| REQUIREMENTS |
a. List the six focal indicators that form the latent class model in the mixture modeling page below.
b. Write the next part of the mixture modeling page that follows, picking up after its final line.

══ SOURCE ══

————————————————————————————–

Mixture Modeling for Discipline Based Education Researchers (MM4DBER) is an NSF funded training grant to support STEM Education scholars in integrating mixture modeling into their research.

Download project materials here: GitHub Repository

————————————————————————————–

Data Source: Civil Rights Data Collection (CRDC) repository

https://github.com/UrbanInstitute/education-data-package-r

https://educationdata.urban.org/documentation/index.html#data_sources

Variable terms & definitions

https://www.isbe.net/Documents/Civil-Rights-Data-Collection-Terms.pdf

————————————————————————————–

Example: Bullying in Schools

To demonstrate mixture modeling in the training program and online resource components of the IES grant we utilize the Civil Rights Data Collection (CRDC) (CRDC) data repository.
The CRDC is a federally mandated school-level data collection effort that occurs every other year.
This public data is currently available for selected latent class indicators across 4 years (2011, 2013, 2015, 2017) and all US states.
In this example, we use the Arizona state sample collected in 2017 (i.e., LCA indicators).
We utilize six focal indicators which constitute the latent class model in our example; three variables which report on harassment/bullying in schools based on disability, race, or sex, and three variables on full-time equivalent school staff hires (counselor, psychologist, law enforcement).
This data source also includes a variety of candidate auxiliary variables: Covariates reported in 2017 and distal outcomes reported in 2018 (e.g., math/reading assessments and graduation rates).

————————————————————————————–

R Data Science Terminology

What is a data.frame (shorthand; df)?

A data.frame is a specific type of R-object (an object that we save into the R Global Environment; see upper-right window pane). When we save data.frames using functions frome the tidyverse package they are saved as tibbles which is just a special format of df.

What is an R function? E.g, read_csv()

R functions are the tools which are designed to conduct specific data science tasks such as reading CSV files into R. They work by having the user provide 1 or more inputs called arguments. Arguments are separated within R functions by commas (,). R functions can also do things like estimate statistical models lm() and calculate equations sum(). This is a bit confusing because in the statistics the same term is used to refer to a statistical or mathematical operations (e.g., f(x) = m(x) + b). R packages contain pre-made functions, or you can write your own.

What are arguments within R functions?

═══
══ DATA SUPPLIED ══

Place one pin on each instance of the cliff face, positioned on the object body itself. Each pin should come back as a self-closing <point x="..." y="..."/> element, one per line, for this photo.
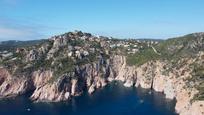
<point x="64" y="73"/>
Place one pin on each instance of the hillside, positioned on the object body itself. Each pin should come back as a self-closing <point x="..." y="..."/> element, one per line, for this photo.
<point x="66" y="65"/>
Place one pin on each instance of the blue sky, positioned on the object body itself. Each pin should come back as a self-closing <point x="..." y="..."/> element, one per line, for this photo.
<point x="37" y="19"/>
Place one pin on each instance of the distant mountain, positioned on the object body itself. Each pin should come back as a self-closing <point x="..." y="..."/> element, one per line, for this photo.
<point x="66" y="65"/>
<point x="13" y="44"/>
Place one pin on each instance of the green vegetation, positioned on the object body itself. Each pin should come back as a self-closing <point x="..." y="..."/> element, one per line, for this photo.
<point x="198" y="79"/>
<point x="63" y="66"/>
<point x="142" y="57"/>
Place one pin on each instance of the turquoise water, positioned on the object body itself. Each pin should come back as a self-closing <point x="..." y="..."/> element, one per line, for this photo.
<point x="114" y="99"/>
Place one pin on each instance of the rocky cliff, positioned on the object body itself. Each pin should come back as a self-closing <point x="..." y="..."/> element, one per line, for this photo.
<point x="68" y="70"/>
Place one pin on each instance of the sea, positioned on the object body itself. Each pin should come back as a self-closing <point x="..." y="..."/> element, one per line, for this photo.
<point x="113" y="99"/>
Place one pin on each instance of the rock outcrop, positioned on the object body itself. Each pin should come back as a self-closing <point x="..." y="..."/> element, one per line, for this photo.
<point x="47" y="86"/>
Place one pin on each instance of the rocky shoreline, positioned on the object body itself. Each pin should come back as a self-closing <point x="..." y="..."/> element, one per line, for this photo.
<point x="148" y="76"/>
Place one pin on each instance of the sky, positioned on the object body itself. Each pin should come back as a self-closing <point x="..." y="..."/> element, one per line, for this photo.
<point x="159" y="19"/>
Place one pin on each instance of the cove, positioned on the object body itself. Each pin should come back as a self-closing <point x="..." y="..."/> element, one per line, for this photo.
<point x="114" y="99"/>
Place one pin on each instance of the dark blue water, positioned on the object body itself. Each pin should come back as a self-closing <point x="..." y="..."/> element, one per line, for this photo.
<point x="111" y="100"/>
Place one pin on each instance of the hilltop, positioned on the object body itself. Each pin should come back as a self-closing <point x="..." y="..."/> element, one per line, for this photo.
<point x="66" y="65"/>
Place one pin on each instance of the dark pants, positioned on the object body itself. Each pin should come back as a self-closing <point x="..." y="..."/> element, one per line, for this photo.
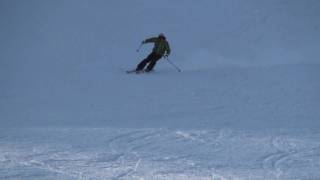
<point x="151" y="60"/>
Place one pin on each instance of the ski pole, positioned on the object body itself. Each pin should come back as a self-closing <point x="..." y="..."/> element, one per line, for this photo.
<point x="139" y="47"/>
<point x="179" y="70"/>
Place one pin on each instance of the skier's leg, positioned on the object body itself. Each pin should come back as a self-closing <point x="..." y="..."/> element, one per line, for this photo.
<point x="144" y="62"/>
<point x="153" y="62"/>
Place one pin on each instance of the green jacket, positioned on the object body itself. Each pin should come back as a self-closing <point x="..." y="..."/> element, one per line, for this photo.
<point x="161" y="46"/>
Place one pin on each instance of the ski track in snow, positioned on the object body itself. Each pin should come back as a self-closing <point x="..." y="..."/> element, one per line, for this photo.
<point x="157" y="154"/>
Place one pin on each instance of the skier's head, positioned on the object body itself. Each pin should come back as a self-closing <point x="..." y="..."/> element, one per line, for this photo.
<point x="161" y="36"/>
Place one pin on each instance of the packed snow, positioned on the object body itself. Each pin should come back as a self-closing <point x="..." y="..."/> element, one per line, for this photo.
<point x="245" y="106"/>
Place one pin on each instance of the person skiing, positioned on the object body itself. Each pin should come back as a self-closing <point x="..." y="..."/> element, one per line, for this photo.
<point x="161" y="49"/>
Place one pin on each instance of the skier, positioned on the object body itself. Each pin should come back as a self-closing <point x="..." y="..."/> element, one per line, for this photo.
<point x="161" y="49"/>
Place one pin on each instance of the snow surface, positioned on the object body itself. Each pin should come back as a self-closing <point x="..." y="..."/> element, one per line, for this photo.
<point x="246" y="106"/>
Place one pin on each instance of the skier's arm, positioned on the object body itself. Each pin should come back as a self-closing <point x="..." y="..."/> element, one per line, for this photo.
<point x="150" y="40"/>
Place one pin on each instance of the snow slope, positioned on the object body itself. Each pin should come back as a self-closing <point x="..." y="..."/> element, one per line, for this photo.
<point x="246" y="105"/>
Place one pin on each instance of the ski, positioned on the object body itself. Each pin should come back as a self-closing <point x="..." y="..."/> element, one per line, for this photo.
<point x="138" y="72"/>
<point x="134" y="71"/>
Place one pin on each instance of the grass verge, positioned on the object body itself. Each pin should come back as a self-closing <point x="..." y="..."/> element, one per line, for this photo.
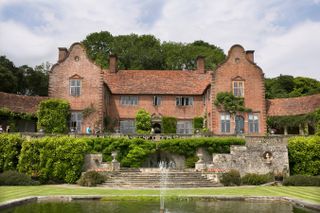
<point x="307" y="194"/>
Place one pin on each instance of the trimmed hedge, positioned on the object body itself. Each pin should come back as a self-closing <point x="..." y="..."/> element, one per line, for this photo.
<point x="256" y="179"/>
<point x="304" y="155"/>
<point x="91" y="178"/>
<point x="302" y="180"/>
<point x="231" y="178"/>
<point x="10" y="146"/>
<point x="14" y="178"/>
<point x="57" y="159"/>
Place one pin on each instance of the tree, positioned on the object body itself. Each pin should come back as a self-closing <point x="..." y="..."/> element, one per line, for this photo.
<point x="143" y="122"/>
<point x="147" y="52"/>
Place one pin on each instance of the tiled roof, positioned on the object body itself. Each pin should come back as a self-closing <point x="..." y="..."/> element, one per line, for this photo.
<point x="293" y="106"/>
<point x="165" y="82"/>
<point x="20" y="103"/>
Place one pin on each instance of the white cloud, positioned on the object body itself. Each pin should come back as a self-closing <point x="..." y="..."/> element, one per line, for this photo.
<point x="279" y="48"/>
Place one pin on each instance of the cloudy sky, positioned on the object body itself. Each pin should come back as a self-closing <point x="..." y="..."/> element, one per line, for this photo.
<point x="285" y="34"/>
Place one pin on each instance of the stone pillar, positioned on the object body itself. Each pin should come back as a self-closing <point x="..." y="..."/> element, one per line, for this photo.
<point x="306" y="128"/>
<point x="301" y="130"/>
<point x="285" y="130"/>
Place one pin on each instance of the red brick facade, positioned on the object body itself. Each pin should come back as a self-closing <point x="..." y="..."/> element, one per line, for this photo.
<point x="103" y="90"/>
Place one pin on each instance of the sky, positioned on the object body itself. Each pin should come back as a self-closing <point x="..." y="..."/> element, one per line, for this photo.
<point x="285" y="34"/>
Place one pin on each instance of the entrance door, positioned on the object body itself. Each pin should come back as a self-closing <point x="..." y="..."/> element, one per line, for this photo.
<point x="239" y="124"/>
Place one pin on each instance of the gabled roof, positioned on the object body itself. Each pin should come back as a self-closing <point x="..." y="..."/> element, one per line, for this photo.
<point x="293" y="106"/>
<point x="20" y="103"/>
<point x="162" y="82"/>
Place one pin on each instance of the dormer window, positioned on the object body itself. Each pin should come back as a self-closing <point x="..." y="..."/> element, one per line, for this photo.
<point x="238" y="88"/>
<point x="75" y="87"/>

═══
══ DATA SUPPLIED ══

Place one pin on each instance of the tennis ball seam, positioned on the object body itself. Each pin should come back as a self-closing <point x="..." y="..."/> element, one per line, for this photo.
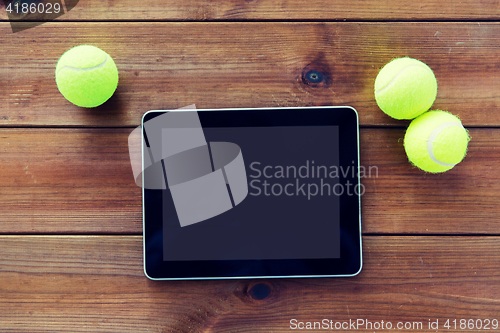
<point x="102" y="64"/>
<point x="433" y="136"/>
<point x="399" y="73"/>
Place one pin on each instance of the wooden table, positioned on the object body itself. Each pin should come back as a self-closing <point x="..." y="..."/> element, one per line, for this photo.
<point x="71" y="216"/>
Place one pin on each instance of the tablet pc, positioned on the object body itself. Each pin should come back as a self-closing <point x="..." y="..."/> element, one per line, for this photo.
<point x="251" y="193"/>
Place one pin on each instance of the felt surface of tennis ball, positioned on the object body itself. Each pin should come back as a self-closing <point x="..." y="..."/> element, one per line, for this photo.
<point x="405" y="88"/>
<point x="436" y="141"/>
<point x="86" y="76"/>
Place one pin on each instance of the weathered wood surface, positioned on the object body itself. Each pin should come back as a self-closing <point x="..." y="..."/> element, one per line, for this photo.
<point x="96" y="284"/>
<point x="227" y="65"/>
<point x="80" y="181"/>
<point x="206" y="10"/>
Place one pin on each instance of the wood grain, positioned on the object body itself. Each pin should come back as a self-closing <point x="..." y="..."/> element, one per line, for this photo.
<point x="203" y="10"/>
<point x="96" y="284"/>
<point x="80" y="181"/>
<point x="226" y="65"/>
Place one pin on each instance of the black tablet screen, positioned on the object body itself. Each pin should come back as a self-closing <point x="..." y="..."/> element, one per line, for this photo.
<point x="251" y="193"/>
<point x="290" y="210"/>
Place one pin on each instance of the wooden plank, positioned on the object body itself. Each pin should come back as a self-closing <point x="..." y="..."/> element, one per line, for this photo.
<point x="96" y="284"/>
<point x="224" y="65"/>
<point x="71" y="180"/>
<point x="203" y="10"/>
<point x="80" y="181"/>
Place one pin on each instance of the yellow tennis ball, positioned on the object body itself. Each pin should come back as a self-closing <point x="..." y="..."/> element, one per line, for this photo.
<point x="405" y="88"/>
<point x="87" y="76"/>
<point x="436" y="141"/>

═══

| RESPONSES |
a.
- Harassment/bullying based on disability
- Harassment/bullying based on race
- Harassment/bullying based on sex
- Full-time equivalent counselor hires
- Full-time equivalent psychologist hires
- Full-time equivalent law enforcement hires

b.
Arguments are places where the user (you) need to include an input. Arguments are ordered sequentially within R functions.
For example, the write_csv() functions first argument is where you input the data.frame which you want to use to write a CSV file from

————————————————————————————–

Task 1a: Load in the raw `bullying` indicators & save it within your `R-project`

————————————————————————————–

Install & load packages

NOTE: The educationdata R package is the location in which this data was downloaded from

*We will not need it for this tutorial but if you want to access this large education repository (see link)

#install.packages("educationdata")
library(educationdata)

library(tidyverse)
library(here)
library(naniar)
library(janitor)
library(naniar)
library(gt)
library(lubridate)
library(glue)

Step 1: Load data from repository source (we will skip this step - it takes to long!):

Load data from the educationdata R package using the function get_education_data()
Specify the specific data targets (level, source, topic, subtopic, filters)
I have already done this for you & saved the data in CSV format (in the data sub-folder)

# bullydis17 <- get_education_data(
#                          level = 'schools', 
#                          source = 'crdc', 
#                          topic = 'harassment-or-bullying', 
#                          subtopic = list('disability', 'sex'),
#                          filters = list(year = 2017),
#                          add_labels = TRUE)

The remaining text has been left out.